» **What you will do**
In each of the lines below, change every "put a dot on" to "mark" and leave everything else unchanged.

» **Data shown**
□ □ □ □ □ □ □
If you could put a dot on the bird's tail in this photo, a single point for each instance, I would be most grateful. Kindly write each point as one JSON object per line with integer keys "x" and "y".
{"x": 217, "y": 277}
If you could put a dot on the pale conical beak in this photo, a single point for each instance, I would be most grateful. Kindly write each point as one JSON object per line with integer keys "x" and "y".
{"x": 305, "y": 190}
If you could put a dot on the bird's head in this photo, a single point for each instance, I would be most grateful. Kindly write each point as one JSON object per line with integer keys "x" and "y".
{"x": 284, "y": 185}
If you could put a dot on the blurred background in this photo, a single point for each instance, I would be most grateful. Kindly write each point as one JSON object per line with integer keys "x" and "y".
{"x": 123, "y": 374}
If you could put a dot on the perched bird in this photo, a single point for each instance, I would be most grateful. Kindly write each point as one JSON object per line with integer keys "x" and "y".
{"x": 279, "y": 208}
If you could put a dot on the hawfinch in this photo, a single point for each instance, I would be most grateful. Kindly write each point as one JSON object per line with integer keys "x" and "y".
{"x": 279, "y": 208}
□ □ □ □ □ □ □
» **Exercise answer**
If you could mark the bird's tail in this photo, a single point for each instance, I would be most grateful. Kindly write each point as one JSON object per line with integer keys "x" and "y".
{"x": 217, "y": 277}
If you could mark the pale conical beak in this photo, a single point for each instance, I would be most grateful. Kindly write each point as one JSON object per line with integer keys "x" and "y".
{"x": 305, "y": 190}
If you could mark the bird's head in this photo, a single point for each instance, I would be most grateful. Kindly write each point as one JSON object per line with integer keys "x" and "y".
{"x": 284, "y": 185}
If you could mark the blurred background in this photo, a single point for each instance, I would be most grateful. Kindly write each point as one JSON object per line with integer keys "x" and "y".
{"x": 123, "y": 374}
If you could mark the perched bird in this photo, a single point for each instance, I would be most grateful. Kindly write each point as one JSON object per line with integer keys "x" and "y".
{"x": 279, "y": 208}
If you could mark the hawfinch in this photo, a single point for each instance, I would be most grateful. Kindly write each point as one JSON object per line with integer keys "x" and "y".
{"x": 279, "y": 208}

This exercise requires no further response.